<<<<

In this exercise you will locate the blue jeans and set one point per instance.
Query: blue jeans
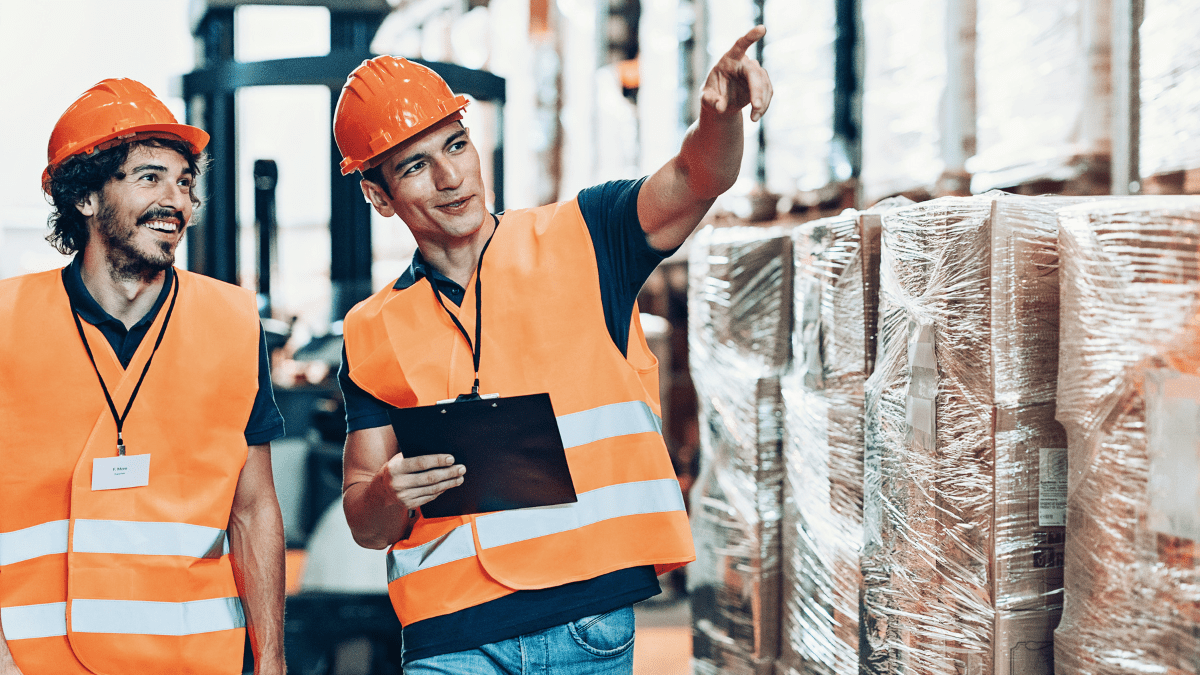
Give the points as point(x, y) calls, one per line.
point(593, 645)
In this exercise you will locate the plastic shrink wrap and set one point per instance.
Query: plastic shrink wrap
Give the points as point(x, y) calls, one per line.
point(837, 290)
point(1170, 87)
point(963, 537)
point(1129, 400)
point(739, 318)
point(1033, 69)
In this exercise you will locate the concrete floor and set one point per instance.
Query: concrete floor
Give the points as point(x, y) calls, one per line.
point(664, 638)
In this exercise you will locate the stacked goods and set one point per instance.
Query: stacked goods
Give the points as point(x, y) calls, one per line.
point(1129, 399)
point(963, 533)
point(837, 290)
point(739, 327)
point(1170, 89)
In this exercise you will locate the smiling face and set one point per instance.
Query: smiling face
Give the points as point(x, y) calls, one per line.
point(436, 186)
point(139, 216)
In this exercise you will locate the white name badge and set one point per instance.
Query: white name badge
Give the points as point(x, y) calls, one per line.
point(114, 473)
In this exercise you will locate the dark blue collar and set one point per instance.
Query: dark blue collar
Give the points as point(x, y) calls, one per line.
point(90, 310)
point(420, 269)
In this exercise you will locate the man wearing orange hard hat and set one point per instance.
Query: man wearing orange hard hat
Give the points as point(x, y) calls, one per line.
point(139, 530)
point(538, 309)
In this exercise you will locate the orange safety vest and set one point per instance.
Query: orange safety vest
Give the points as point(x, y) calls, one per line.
point(138, 579)
point(544, 330)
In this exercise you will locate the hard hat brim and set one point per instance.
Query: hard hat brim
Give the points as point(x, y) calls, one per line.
point(349, 166)
point(193, 136)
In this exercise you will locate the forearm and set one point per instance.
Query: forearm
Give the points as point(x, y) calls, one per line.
point(256, 545)
point(376, 517)
point(711, 155)
point(7, 665)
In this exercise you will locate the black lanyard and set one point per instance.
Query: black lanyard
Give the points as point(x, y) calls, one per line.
point(477, 346)
point(112, 407)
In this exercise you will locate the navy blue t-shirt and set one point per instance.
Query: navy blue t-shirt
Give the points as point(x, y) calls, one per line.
point(625, 261)
point(265, 423)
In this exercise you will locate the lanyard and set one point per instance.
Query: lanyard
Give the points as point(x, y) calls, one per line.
point(477, 346)
point(112, 407)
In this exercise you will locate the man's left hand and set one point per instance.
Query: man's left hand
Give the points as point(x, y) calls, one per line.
point(737, 81)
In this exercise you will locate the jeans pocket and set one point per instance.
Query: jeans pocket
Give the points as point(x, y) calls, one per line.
point(605, 634)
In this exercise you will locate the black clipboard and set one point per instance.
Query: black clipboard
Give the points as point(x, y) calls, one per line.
point(511, 449)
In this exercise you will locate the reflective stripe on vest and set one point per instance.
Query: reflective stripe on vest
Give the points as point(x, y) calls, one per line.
point(511, 526)
point(31, 621)
point(129, 617)
point(605, 422)
point(131, 537)
point(47, 538)
point(455, 544)
point(125, 537)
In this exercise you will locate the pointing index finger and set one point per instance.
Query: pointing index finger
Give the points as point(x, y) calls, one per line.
point(748, 40)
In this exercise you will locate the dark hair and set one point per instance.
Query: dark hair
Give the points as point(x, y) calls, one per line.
point(79, 175)
point(375, 174)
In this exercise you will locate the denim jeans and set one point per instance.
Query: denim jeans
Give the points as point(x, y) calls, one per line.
point(593, 645)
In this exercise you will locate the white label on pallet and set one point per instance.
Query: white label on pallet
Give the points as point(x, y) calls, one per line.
point(1173, 430)
point(1053, 488)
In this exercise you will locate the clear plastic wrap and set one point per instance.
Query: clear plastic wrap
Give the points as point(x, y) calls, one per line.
point(739, 314)
point(799, 54)
point(1032, 63)
point(1129, 400)
point(963, 561)
point(837, 291)
point(904, 82)
point(1170, 88)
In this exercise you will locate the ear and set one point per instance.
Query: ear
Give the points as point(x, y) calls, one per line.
point(377, 197)
point(89, 205)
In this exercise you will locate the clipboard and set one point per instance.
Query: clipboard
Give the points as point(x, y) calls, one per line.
point(511, 449)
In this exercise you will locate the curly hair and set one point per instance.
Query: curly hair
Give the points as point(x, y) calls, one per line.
point(78, 177)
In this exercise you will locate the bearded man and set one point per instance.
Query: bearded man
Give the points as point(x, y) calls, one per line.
point(139, 529)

>>>>

Directions for this task:
Rewrite the entries from the line containing "In this exercise you will locate the black clipboard" through the last entry, inclusive, replacing "clipboard" with "writing board" and leaving everything else unchanged.

Answer in full:
In this exercise you will locate the black writing board and set one point per instance.
Query: black writing board
Give the points as point(x, y) calls, one per line.
point(511, 449)
In this exercise you will locate the reflective stripe on vest and set one point per instance.
Query: reflective stripe on vest
Give the points as point(x, y) calls, one per line.
point(511, 526)
point(31, 621)
point(129, 617)
point(605, 422)
point(131, 537)
point(47, 538)
point(455, 544)
point(125, 537)
In this exercise you will locate the pointing index finger and set one point per instance.
Query: pointing index finger
Give the points as point(x, y) calls, one per line.
point(748, 40)
In this exercise you will locate the dark hair and set one point per instance.
Query: dark hair
Give the points as point(x, y) calls, one per line.
point(79, 175)
point(375, 174)
In this exercise you will locate the denim jeans and set one point per instance.
Query: denim jeans
Give the points as point(x, y) calls, one per line.
point(593, 645)
In this exercise you will locate the white label on pallet and set one point per instance.
Query: white label on pallet
Give the points as point(x, y) calls, one per line.
point(1173, 430)
point(1053, 488)
In this exercise you will locate the clear plastic wrap and set one point per instance.
Query: clear plastic wrap
Give the points as point(x, y) calls, one per line.
point(739, 314)
point(799, 54)
point(1032, 63)
point(1129, 400)
point(963, 561)
point(837, 291)
point(904, 82)
point(1170, 88)
In this exercise you will locate the ear and set one point per instance.
Query: ear
Give the points as point(x, y) calls, one per line.
point(377, 197)
point(89, 205)
In this exercise you will locate the writing board and set one point per instance.
Query: writing board
Give the points as point(x, y) calls, one per line.
point(511, 449)
In this exercise you will locate the curly hair and set one point per instance.
Query: curly hair
Give the points as point(x, y) calls, one per line.
point(78, 177)
In this exercise you will locate the bearded man and set one point per instance.
Query: bearded man
Give the points as point(x, y) calls, one per line.
point(139, 529)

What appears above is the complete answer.